Task:
Every line of the data is to be output verbatim.

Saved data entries
|---|
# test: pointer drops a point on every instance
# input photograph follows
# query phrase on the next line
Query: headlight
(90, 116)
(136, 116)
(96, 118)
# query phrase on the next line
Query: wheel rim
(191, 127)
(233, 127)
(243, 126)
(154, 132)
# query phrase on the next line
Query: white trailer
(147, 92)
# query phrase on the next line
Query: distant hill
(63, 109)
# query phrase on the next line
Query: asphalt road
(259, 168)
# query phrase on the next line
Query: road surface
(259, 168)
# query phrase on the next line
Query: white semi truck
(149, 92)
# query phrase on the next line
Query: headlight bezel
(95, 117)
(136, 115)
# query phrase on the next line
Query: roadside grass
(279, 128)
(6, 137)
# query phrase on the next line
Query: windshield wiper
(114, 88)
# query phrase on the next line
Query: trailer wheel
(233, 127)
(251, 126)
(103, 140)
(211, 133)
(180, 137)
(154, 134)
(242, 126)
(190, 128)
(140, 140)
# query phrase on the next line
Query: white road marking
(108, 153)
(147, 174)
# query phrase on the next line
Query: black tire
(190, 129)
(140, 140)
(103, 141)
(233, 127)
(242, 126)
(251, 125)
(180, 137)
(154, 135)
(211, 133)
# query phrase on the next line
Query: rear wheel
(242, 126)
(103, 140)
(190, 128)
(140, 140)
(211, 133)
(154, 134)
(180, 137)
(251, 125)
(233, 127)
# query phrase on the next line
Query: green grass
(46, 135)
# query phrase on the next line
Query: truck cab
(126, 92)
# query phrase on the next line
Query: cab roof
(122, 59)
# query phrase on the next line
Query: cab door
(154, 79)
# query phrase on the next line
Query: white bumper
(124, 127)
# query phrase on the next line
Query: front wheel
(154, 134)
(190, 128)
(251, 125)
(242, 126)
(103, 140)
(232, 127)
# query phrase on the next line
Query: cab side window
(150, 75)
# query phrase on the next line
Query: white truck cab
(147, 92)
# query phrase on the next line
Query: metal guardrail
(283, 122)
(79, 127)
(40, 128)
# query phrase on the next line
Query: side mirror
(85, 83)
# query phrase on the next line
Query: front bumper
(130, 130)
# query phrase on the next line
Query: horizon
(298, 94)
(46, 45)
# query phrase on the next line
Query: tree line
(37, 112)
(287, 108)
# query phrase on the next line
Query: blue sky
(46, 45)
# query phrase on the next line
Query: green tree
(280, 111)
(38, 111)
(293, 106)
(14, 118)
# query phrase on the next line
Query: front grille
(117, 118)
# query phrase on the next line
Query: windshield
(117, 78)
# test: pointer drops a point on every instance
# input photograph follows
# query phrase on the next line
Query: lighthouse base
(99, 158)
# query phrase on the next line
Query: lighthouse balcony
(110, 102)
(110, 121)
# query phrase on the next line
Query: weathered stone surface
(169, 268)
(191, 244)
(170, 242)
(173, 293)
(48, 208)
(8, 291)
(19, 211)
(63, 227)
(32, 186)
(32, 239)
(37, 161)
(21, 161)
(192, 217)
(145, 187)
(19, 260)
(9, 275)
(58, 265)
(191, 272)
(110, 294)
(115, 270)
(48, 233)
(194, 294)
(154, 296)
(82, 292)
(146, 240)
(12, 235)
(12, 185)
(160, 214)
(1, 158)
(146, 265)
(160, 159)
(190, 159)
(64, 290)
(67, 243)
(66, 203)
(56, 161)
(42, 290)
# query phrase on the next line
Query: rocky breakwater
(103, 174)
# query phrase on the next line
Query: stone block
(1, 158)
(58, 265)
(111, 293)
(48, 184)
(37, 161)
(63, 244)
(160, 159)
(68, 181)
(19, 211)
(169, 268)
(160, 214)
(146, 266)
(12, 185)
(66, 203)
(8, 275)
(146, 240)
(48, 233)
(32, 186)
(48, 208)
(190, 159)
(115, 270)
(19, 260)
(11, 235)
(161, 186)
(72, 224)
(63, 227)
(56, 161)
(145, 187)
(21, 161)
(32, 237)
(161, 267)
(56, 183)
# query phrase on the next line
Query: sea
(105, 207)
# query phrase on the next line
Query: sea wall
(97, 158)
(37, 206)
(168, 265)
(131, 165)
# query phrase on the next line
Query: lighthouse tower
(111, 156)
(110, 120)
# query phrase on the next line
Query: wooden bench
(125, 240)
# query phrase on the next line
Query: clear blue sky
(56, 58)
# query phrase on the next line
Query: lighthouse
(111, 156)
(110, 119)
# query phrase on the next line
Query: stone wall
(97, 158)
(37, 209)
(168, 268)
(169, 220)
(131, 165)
|---|
Output below:
# test: pointer drops a point on every instance
# input photograph follows
# query phrase on the next line
Query: headlight
(90, 116)
(136, 116)
(96, 118)
# query phrase on the next line
Query: wheel rim
(191, 127)
(233, 127)
(243, 126)
(154, 132)
# query phrase on the next line
Query: white trailer
(147, 92)
# query phrase on the next line
Query: distant hill
(63, 109)
# query phrase on the next line
Query: asphalt road
(259, 168)
# query phrase on the next line
Query: road surface
(259, 168)
# query phrase on the next line
Query: white semi truck
(149, 92)
# query phrase on the next line
Query: headlight bezel
(95, 117)
(136, 115)
# query phrase on the next line
Query: roadside grass
(279, 128)
(6, 137)
# query phrase on the next line
Query: windshield wiper
(114, 88)
# query phrase on the next line
Query: trailer wheel
(233, 127)
(251, 126)
(103, 140)
(211, 133)
(180, 137)
(154, 134)
(242, 126)
(190, 128)
(140, 140)
# query phrase on the next line
Query: white road marking
(108, 153)
(147, 174)
# query phrase on the next line
Query: black tire
(190, 129)
(140, 140)
(103, 141)
(233, 127)
(242, 126)
(251, 125)
(180, 137)
(154, 135)
(211, 133)
# query phrase on the next line
Query: rear wheel
(242, 126)
(103, 140)
(190, 128)
(140, 140)
(211, 133)
(154, 134)
(180, 137)
(251, 125)
(233, 127)
# query phrase on the next line
Query: green grass
(46, 135)
# query phrase on the next line
Query: truck cab
(126, 92)
# query phrase on the next line
Query: cab roof
(122, 59)
# query phrase on the next line
Query: cab door
(154, 79)
# query phrase on the next line
Query: white bumper
(124, 127)
# query phrase on the next line
Query: front wheel
(154, 134)
(190, 128)
(251, 125)
(242, 126)
(103, 140)
(232, 127)
# query phrase on the next line
Query: cab side window
(150, 75)
# query phrase on the next line
Query: white truck cab
(147, 92)
# query phrase on the next line
Query: metal guardrail
(283, 122)
(79, 127)
(40, 128)
# query phrase on the next line
Query: side mirror
(85, 83)
# query phrase on the next line
Query: front bumper
(130, 130)
# query phrase on the next line
Query: horizon
(298, 94)
(46, 45)
# query phrase on the next line
Query: tree line
(37, 112)
(287, 108)
# query phrase on the next line
Query: blue sky
(46, 45)
# query phrase on the next line
Query: green tree
(280, 111)
(38, 111)
(293, 106)
(14, 118)
# query phrase on the next line
Query: front grille
(117, 118)
# query phrase on the next line
Query: windshield
(117, 78)
# test: pointer drops a point on every instance
# input photograph follows
# query phrase on the next line
Query: lighthouse base
(99, 158)
# query phrase on the next line
Query: lighthouse balcony
(110, 102)
(110, 121)
# query phrase on the next line
Query: weathered stone surface
(169, 268)
(191, 244)
(170, 242)
(173, 293)
(48, 208)
(8, 291)
(19, 211)
(63, 227)
(32, 186)
(32, 239)
(37, 161)
(21, 161)
(192, 217)
(145, 187)
(19, 260)
(9, 275)
(58, 265)
(191, 272)
(110, 294)
(115, 270)
(48, 233)
(194, 294)
(154, 296)
(82, 292)
(146, 240)
(12, 235)
(12, 185)
(160, 214)
(1, 158)
(146, 265)
(160, 159)
(190, 159)
(64, 290)
(67, 243)
(66, 203)
(56, 161)
(42, 290)
# query phrase on the next line
Query: rocky breakwater
(103, 174)
# query phrase on the next line
Query: stone block
(1, 158)
(58, 265)
(111, 293)
(48, 184)
(37, 161)
(63, 244)
(160, 159)
(68, 181)
(19, 211)
(169, 268)
(160, 214)
(146, 266)
(12, 185)
(66, 203)
(8, 275)
(146, 240)
(48, 233)
(32, 186)
(48, 208)
(190, 159)
(115, 270)
(19, 260)
(11, 235)
(161, 186)
(72, 224)
(63, 227)
(56, 161)
(145, 187)
(21, 161)
(32, 237)
(161, 267)
(56, 183)
# query phrase on the next line
Query: sea
(105, 207)
# query phrase on the next line
Query: sea wall
(97, 158)
(37, 206)
(168, 265)
(131, 165)
# query phrase on the next line
Query: lighthouse tower
(111, 156)
(110, 120)
# query phrase on the next line
Query: wooden bench
(125, 240)
# query phrase on the next line
Query: clear blue sky
(56, 58)
# query phrase on the next line
Query: lighthouse
(111, 156)
(110, 119)
# query phrase on the next line
Query: stone wall
(97, 158)
(37, 209)
(168, 268)
(169, 220)
(131, 165)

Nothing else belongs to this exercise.